# Start of Text segment

Autonomous Mobile Bot Part 2: Node Lifecycle Management

This is part of a series of posts where I document my progress in building an autonomous mobile bot from scratch. The ultimate goal of this project is to build a robot that can accomplish the following tasks:

Autonomously map an indoor space using SLAM and save the generated map
Load the generated map file and localize the robot inside the map
Move the robot around by sending move commands from a GUI that shows the map

This particular blog post will deal with how I modified the Navigation2 stack (https://github.com/ros-planning/navigation2) to manage the lifecycle of nodes.

Background:

In ROS2 there are two types of nodes: the ordinary Node and the LifecycleNode. The ordinary Node is the same as the node in ROS1. The LifecycleNode on the other hand, is a node with different states and the node can transition from one state to another.

Specifically, the four states of a LifecycleNode are:

Unconfigured
Inactive
Active
Finalized

Transitioning LifecycleNodes from one state to another during the runtime of the whole system is called managing the lifecycle of the nodes.

Lifecycle state machine diagram (source: https://design.ros2.org/articles/node_lifecycle.html)

The diagram above shows the complete picture of all the possible states (shown as blue boxes) and transitions (shown as yellow boxes).

Lifecycle management is useful in many different scenarios. For instance, when a node crashes due to an unexpected error, the LifecycleNode enters the ErrorProcessing transition, in which it can go to the Unconfigured state or the Finalized state depending on how the error was handled. If the error was handled nicely, the node goes back to the Unconfigured state from which it can be restarted. Thus, the node can be restarted even after an unexpected crash, making the system more robust.

The reason why I decided to use LifecycleNodes instead of the regular Node is because I wanted to shut down specific nodes when their functionality is no longer needed in order to free up resources. Specifically, I wanted to shut down the node responsible for SLAM when the mapping is completed, then switch to the AMCL node for localization using the map.

Both SLAM and AMCL are resource heavy nodes as they play a big part of allowing the robot to know where it is in the world. However, SLAM has the extra functionality to generate the map while it is localizing the robot onto the map. Hence, it doesn't make sense to use SLAM when you already have the map of the environment.

Logic flow of the system

Overall Design:

The Navigation2 stack is already lifecycle-complient as all of its nodes inherit from the LifecycleNode class instead of the Node class. Additionally, it also has a lifecycle manager class. However, there were still some functionalities missing to fully implement the above system.

# End of Text segment

→ Tasks
A) According to the lifecycle management post, what are the four states of a LifecycleNode?
B) Continue the lifecycle management post from the point where it stops.

# Start of Stored data

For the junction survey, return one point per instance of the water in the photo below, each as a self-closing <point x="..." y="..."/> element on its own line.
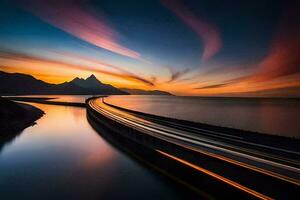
<point x="271" y="116"/>
<point x="62" y="157"/>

# End of Stored data

→ Answers for the exercise
A) Unconfigured, Inactive, Active, and Finalized.

B)
Firstly, the SLAM node (which is actually part of the Slam-Toolbox package and not the Navigation2, but they are often used in conjunction) was not a LifecycleNode but a regular Node. Thus, I had to make it into a LifecycleNode. This meant that I had to define the on_configure(), on_activate(), on_deactivate(), and on_cleanup() functions as well as making the node inherit from the LifecycleNode class.

The main change I had to make in the SLAM node was to move the lines that starts the thread that publishes the map->odom transform into the on_activate() function. Then stop the threads in the on_deactivate() function.

nav2_util::CallbackReturn 
Slam::on_activate(const rclcpp_lifecycle::State & state)
{
  RCLCPP_INFO(get_logger(), "Activating slam...");

  sst_->on_activate();
  sstm_->on_activate();
  pose_pub_->on_activate();
  closure_assistant_->marker_publisher_->on_activate();
  closure_assistant_->scan_publisher_->on_activate();

  // start the thread that publishes map->odom transform and the visualizations
  activated_ = true;
  threads_.push_back(std::make_unique<boost::thread>(
      boost::bind(&Slam::publishTransformLoop,
      this, transform_publish_period)));
  threads_.push_back(std::make_unique<boost::thread>(
      boost::bind(&Slam::publishVisualizations, this)));

  // create bond connection
  createBond();

  return nav2_util::CallbackReturn::SUCCESS;
}

nav2_util::CallbackReturn 
Slam::on_deactivate(const rclcpp_lifecycle::State & state)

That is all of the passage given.